**PASSAGE SHOWN**
Location
- 701 Immokalee Drive Immokalee, FL 34142 United States

Information
- Type: Public
- School district: Collier County Public Schools
- Principal: Daniel Boddison
- Staff: 84.67 (FTE)
- Enrollment: 2,055 (2023–2024)
- Student to teacher ratio: 24.27
- Colors: Red, White
- Mascot: Indian
- Website: https://ihs.collierschools.com/

= Immokalee High School =

Immokalee High School is a secondary education school located near Naples, in an unincorporated census-designated place in Collier County, Florida, United States. Immokalee is one of eight public high schools located in Collier County. Immokalee High School is part of the Collier County Public Schools.

== Athletics ==
Immokalee High School is one of the seven Collier County Athletic Conference members.
- Collier County Athletic Conference Football Champions in 2005, 2006 and 2011
- The Indians captured the 2004 2A State Championship in football. In 2012 the Indians were the 5A State Runner-up. The Indians claimed regional football championships in 2000, 2003, and 2017.
- The Immokalee boys' Track team captured the 2012 CCAA & 2A Regional Championships.
- The Immokalee boys' Soccer team lost the Regional Final in 2012 and 2013. The Indians captured the Regional title in 2014 & 2016 and were the class 5A state runner-up in 2015.

**INSTRUCTION 1**
Reproduce the Immokalee High School profile above, from "- The Immokalee boys' Track" down to "runner-up in 2015.".

**SUPPLIED RECORDS**

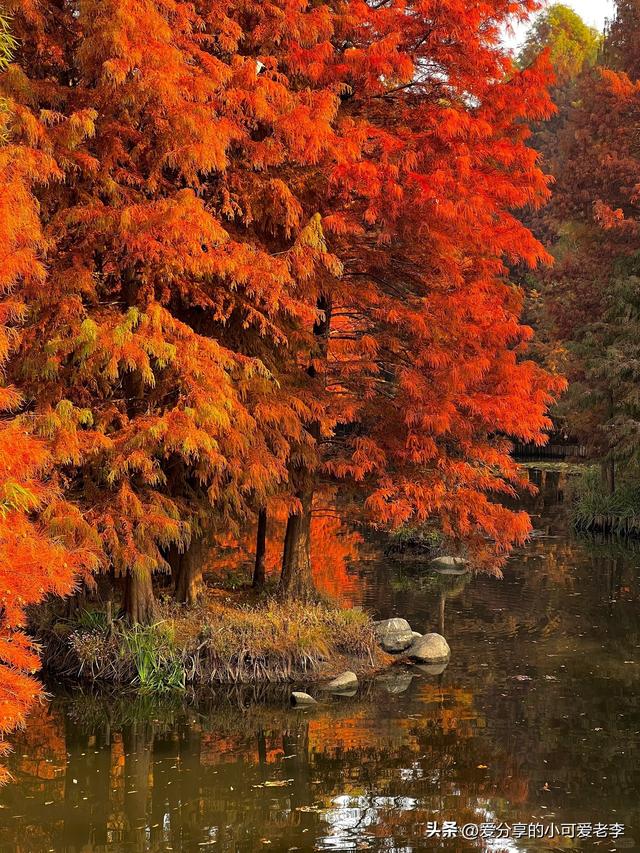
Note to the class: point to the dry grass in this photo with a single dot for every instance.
(217, 643)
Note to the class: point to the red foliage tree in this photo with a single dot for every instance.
(277, 254)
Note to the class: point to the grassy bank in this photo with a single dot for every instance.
(211, 644)
(595, 511)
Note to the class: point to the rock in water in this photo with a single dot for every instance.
(431, 649)
(300, 699)
(394, 635)
(344, 681)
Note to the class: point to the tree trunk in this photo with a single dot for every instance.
(261, 550)
(187, 573)
(608, 475)
(296, 580)
(139, 605)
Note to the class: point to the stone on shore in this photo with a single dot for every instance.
(301, 700)
(430, 649)
(345, 681)
(394, 635)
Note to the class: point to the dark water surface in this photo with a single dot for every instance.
(536, 720)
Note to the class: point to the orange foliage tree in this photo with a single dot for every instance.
(277, 256)
(34, 558)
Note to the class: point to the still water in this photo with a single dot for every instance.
(535, 720)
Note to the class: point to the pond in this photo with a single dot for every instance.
(536, 721)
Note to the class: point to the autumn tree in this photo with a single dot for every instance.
(175, 246)
(276, 255)
(35, 560)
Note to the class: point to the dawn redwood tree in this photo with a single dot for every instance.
(592, 293)
(178, 253)
(622, 42)
(276, 256)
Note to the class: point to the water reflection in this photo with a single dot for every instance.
(535, 719)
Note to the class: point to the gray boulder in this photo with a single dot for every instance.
(430, 649)
(394, 635)
(301, 700)
(344, 681)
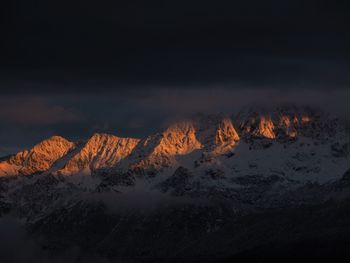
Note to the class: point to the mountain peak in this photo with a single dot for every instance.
(100, 151)
(38, 159)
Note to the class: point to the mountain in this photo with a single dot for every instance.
(208, 187)
(100, 151)
(38, 159)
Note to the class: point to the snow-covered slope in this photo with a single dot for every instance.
(100, 151)
(38, 159)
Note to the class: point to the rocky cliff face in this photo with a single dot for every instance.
(100, 151)
(38, 159)
(203, 179)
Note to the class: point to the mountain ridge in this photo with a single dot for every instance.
(213, 135)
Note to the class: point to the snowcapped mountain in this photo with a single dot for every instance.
(38, 159)
(209, 172)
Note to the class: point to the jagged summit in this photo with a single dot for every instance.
(100, 151)
(38, 159)
(285, 121)
(213, 133)
(207, 136)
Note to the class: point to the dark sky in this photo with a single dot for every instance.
(75, 67)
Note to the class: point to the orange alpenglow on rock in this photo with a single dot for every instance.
(160, 150)
(266, 127)
(100, 151)
(38, 159)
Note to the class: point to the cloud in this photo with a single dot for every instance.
(35, 110)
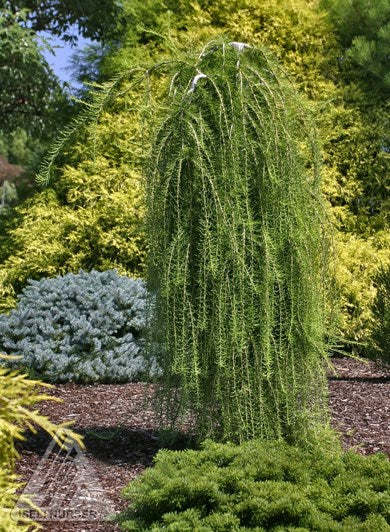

**INSTRUCTION 2**
Locate each line in the entries that contains the word "dark", and copy all of those lines.

**TASK OUTPUT 1**
- The Immokalee boys' Track team captured the 2012 CCAA & 2A Regional Championships.
- The Immokalee boys' Soccer team lost the Regional Final in 2012 and 2013. The Indians captured the Regional title in 2014 & 2016 and were the class 5A state runner-up in 2015.

**TASK OUTPUT 2**
Note to the class: point to the dark water surface in this photo with a single dot for every instance.
Note to the class: point to the dark sky in this photo with a single dot for every instance.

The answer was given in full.